Restate the full listing word for word and leave the pictures out.
Begin
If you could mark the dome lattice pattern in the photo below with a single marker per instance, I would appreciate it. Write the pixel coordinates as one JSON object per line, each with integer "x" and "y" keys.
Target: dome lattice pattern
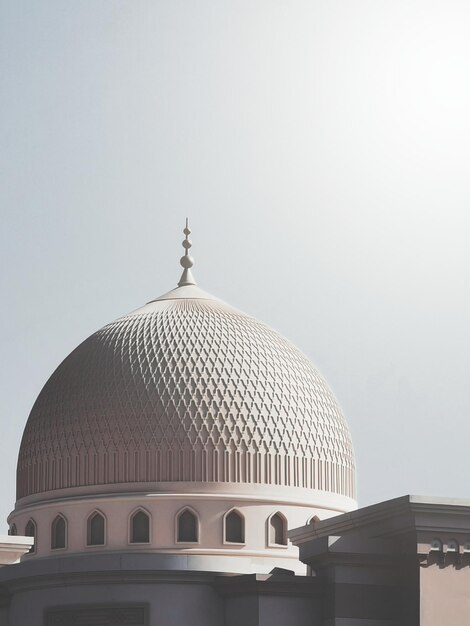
{"x": 186, "y": 390}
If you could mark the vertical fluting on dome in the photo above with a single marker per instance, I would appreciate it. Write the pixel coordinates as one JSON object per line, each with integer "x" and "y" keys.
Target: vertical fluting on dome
{"x": 190, "y": 390}
{"x": 186, "y": 260}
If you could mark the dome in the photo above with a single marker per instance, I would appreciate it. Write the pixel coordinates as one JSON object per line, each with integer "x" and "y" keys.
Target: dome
{"x": 186, "y": 388}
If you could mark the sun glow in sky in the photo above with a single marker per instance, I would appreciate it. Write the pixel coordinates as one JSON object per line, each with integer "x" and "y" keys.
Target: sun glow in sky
{"x": 322, "y": 153}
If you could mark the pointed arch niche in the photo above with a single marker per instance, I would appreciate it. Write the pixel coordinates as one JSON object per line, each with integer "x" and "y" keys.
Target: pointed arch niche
{"x": 234, "y": 527}
{"x": 96, "y": 529}
{"x": 277, "y": 530}
{"x": 139, "y": 526}
{"x": 59, "y": 533}
{"x": 31, "y": 531}
{"x": 187, "y": 526}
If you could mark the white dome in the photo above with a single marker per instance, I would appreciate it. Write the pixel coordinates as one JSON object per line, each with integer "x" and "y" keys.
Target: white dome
{"x": 186, "y": 389}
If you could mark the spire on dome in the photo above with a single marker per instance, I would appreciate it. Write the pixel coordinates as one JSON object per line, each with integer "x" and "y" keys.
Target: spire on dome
{"x": 186, "y": 261}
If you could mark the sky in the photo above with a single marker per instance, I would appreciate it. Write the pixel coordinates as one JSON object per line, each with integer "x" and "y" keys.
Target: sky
{"x": 321, "y": 150}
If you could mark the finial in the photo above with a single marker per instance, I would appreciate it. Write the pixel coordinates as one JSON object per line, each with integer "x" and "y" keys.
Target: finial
{"x": 186, "y": 261}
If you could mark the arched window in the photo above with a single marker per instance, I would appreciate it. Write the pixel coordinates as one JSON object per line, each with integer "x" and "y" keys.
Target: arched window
{"x": 30, "y": 531}
{"x": 58, "y": 533}
{"x": 140, "y": 527}
{"x": 234, "y": 527}
{"x": 95, "y": 529}
{"x": 187, "y": 527}
{"x": 277, "y": 530}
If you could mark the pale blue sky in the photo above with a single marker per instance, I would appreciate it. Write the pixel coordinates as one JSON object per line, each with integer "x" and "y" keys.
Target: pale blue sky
{"x": 322, "y": 153}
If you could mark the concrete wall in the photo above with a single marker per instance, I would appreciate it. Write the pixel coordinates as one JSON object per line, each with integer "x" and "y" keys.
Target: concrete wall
{"x": 445, "y": 594}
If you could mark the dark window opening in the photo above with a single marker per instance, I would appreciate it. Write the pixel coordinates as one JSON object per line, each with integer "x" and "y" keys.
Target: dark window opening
{"x": 187, "y": 527}
{"x": 234, "y": 531}
{"x": 30, "y": 531}
{"x": 95, "y": 531}
{"x": 58, "y": 532}
{"x": 140, "y": 528}
{"x": 277, "y": 530}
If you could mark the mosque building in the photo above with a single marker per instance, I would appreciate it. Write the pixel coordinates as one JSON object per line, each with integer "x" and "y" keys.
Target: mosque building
{"x": 186, "y": 464}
End
## RESULT OF THIS EXERCISE
If you could mark the dome lattice pattern in the photo below with a single marker per instance, I would appreciate it. Write the pixel coordinates as one JSON object per line, each with integer "x" and "y" keys.
Target: dome lattice pattern
{"x": 186, "y": 390}
If you could mark the vertical fluting on dome in the photo above with a single marker per instance, I would appreciate it. Write the pixel coordinates as one JSON object per line, each with integer "x" and "y" keys.
Target: vertical fluting on dome
{"x": 190, "y": 390}
{"x": 186, "y": 260}
If you could mark the dome in the photo above with a single marker per instance, I would appreciate it. Write the pixel coordinates as one JSON object per line, each with integer "x" and "y" keys.
Target: dome
{"x": 186, "y": 388}
If you could mark the sun glow in sky in the photo above with a single marker per instance, I would appreciate it. Write the pixel coordinates as one JSON object per line, each with integer "x" and "y" keys.
Target: sun glow in sky
{"x": 322, "y": 153}
If you could mark the pointed arch niche in the photo above with a single marker per instance, I would appreciate it. Write the pixel coordinates as one JSON object per line, each with integer "x" and "y" keys.
Target: pointed arch niche
{"x": 234, "y": 527}
{"x": 96, "y": 529}
{"x": 277, "y": 530}
{"x": 139, "y": 526}
{"x": 59, "y": 533}
{"x": 31, "y": 531}
{"x": 187, "y": 526}
If you could mark the white dome in the photo above with a single marker per instance, I would appreciate it. Write the pixel coordinates as one JSON object per line, each with integer "x" and "y" keys.
Target: white dome
{"x": 186, "y": 389}
If you could mark the spire on dome in the photo above with a single marker per instance, I would appreciate it. Write the pixel coordinates as one JSON object per line, each with integer "x" and "y" keys.
Target: spire on dome
{"x": 186, "y": 261}
If you could mark the sky in the photo above with a single marker per instance, I would appreciate it. Write the pixel coordinates as one JSON object per line, each with integer "x" and "y" keys.
Target: sky
{"x": 321, "y": 150}
If you could mark the finial in the photo above with a single marker per instance, I would appreciate it. Write the pixel coordinates as one JSON object per line, each with integer "x" and "y" keys.
Target: finial
{"x": 186, "y": 261}
If you could mark the arched window in the photo above with a single marker per instance, I would appreciate it. Write the pixel coordinates as one JSON object per line, each with integer "x" and "y" keys.
Target: arched window
{"x": 30, "y": 531}
{"x": 58, "y": 533}
{"x": 140, "y": 527}
{"x": 234, "y": 527}
{"x": 95, "y": 529}
{"x": 187, "y": 527}
{"x": 277, "y": 530}
If you could mark the pale blue sky in the photo above with a single marker per instance, I would appreciate it. Write the pixel coordinates as one JSON object per line, each with integer "x" and "y" keys.
Target: pale blue sky
{"x": 322, "y": 153}
If you could mark the concrete wall in the photo above with a single marker per instance, I would appreciate it. Write the pixel coordinates as one JSON object per line, each with integer "x" and "y" keys.
Target: concrete wall
{"x": 445, "y": 594}
If you could mark the dark window opening in the photo above with a single marker per instance, I would appreciate it. Write the pixel coordinates as one JSON object per line, each with integer "x" and "y" keys.
Target: dark window opening
{"x": 187, "y": 527}
{"x": 234, "y": 531}
{"x": 30, "y": 531}
{"x": 95, "y": 531}
{"x": 58, "y": 532}
{"x": 140, "y": 528}
{"x": 277, "y": 530}
If you could mark the mosque building in the photo above with a single marker per instance, I would appreciate it. Write the pixel coordinates as one JSON object per line, each with integer "x" and "y" keys.
Target: mosque building
{"x": 186, "y": 464}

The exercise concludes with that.